• [SELECTION]:
Corrigan sets the magic of Thistlemarsh in a world both familiar and firmly rooted in history, accomplishing a kind of fantastical worldbuilding that allows for easy entry, yet never feels oversimplified. The rules of Faerie magic here draw on common fairy tales, myths, and lore that span centuries, yet Corrigan has made this magic, and Mouse's quest to untangle it, entirely her own. "Magic is a conversation," Thornwood tells Mouse--a dialogue of wants and needs, haves and have nots, demands and expectations, and above all, power. With a sense of place so vivid that Thistlemarsh Hall often feels like a character unto itself, Thistlemarsh is an invitation to a world both old and new, imagining the story of a scrappy, fierce young woman determined to make--and claim--a place for herself and those she loves, no matter the cost. --Kerry McHugh

Berkley, $30, hardcover, 432p., 9780593819883, April 21, 2026

Berkley Books: Thistlemarsh by Moorea Corrigan


Moorea Corrigan: Fantasy, History, and Fairies--with a Twist

Moorea Corrigan
(photo: John Bosley)

Moorea Corrigan holds an undergraduate degree in English literature from the University of Edinburgh, Scotland, and a Master of Publishing from Simon Fraser University in Vancouver, Canada. She lives and works in Colorado. Corrigan's debut novel for adults, Thistlemarsh (Berkley, April 21, 2026), set in the aftermath of World War I, imagines a crumbling, magic-cursed manor house inherited by a woman so desperate to restore it that she makes an ill-advised bargain with a Faerie lord.

Tell us a bit about Thistlemarsh.

The brief one-sentence summary is that it's about a girl, who is a nurse from World War I, returning home after a terrible time on the front. She's been bequeathed her childhood home by her uncle, but there are tons of caveats, and if she can't fulfill those caveats by the end of the month, the house goes to her mortal enemy. So she makes a deal with a faerie, but there are consequences for those deals, and ramifications that she really can't anticipate.

I hope that's it's enchanting, that it's folkloric. I hope that it's very whimsical, but not so whimsical to overlook the element of darkness in the fairies. It's not necessarily a Tinkerbell fairy, this is more traditional, like Celtic folkloric fairies. I also associate the novel with spring; there's a lot of rejuvenation and rebirth, and there's a theme of gardening in it. There is romance, a little bit, and fun creatures throughout that were fun to research and fun to write.

It's historical fiction, it's romance, it's fantasy, it's dark, it's funny, it's light--it's a little bit of all the things.

Yes, kind of everything. My personal description for it is something like Labyrinth, something Jim Henson-y meets period drama. A fantasy period drama. Sort of a Downton Abbey vibe, but with the three stages of a trial.

What made you think to combine the historical fiction and the fantastical fiction the way you did?

I love them both, and I'm interested in that overlap of origins and the truth and the tale, although it doesn't have to be the only truth. And that specific time in British history, after World War I, was really the dissolution of the manor house. All these men had died, and death taxes were so high that many families couldn't afford to keep up the houses. So this idea that I had of something happening fantastically also fit in historically with what was happening at that time.

That feels true of Mouse's cousin and brother, who are both talked about a lot on the page but don't actually appear in the book itself. As I was researching, it really struck me how that loss was like a cannon blast in the middle of society, a hole where all of the men who had died once were, and where they should have been in the narrative. Their absence is heavy and can be felt, because it would have been felt by the characters in the book.

• [EXERCISE]: Carry on the interview with Moorea Corrigan about Thistlemarsh from the point where it ends.

• [ENTRIES]:
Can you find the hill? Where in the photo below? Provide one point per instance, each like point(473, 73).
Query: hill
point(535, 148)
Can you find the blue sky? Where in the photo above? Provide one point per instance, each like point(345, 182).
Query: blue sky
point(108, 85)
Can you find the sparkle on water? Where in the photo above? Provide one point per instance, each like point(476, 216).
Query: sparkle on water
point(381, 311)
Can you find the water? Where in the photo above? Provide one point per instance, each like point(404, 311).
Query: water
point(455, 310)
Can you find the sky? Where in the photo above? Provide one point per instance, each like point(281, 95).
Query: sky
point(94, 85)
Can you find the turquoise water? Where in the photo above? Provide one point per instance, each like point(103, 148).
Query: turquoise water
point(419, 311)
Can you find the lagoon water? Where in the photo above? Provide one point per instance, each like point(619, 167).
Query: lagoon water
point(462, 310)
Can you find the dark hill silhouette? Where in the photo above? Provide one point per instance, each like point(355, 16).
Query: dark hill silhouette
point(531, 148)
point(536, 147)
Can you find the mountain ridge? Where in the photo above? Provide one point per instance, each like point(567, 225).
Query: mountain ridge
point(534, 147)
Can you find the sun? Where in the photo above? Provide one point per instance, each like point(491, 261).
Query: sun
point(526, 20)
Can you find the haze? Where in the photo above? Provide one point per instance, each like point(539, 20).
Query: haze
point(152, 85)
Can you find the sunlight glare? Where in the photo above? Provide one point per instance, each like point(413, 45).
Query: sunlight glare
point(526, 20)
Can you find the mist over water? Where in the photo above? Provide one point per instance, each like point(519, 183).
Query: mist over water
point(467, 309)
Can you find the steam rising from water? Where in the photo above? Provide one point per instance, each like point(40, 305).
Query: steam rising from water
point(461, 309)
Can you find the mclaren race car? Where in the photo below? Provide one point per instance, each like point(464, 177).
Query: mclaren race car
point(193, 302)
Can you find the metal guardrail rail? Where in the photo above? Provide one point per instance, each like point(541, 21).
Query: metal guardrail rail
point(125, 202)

• [ANSWER TO THIS TASK]:
And Mouse only inherits because they are gone. Except her brother is still alive, just incapable of inheriting, so that's another wound. In a fairy tale, maybe he would have been restored to who he was, but in real life, it's important to know that not everyone gets fully restored, and that's okay, and they can still live full lives even if it's not the life they might have had. So in this setting and this time, there are faeries, but there's also real-world problems.

For the historical elements, how did you set about your research into World War I history?

The Fae stuff was more like unconscious research, because I consume so much of that media anyway. The World War I topics were more intense research. There's a great podcast called "Not So Quiet on the Western Front," and it goes into incredible detail on different aspects of the war. At first, I planned to set the book during the war, so I did loads of research on trench warfare and weapons, zeppelins and bombing raids. It really challenged my thinking about World War I; there were not that many bombing raids, and the Germans didn't have tanks! Then I turned to more of the home front history. I watched an episode of Mavericks on YouTube, where they talked about women nurses during the war, and even that wasn't all that common at first, becoming more allowable later in the war. And, after a time, the British army stopped bringing home the bodies of dead soldiers. All of those soldiers' bodies are buried out there. That created this kind of national trauma that you can still feel in the U.K. today; every village has a WWI monument.

That was all kind of dark, and then there were times when I was like, okay, I've got to go do some fantasy research, because these statistics are so depressing.

That reminds me of the missing father in A Little Princess.

I grew up reading A Little Princess. And then I read The Secret Garden right as I was starting to write this book, and that very much influenced the shape of Thistlemarsh, particularly in Mouse's relationship with her brother and cousin.

When you needed a break from the more bleak historical research around the war, what did you look to? Fairy tales and lore?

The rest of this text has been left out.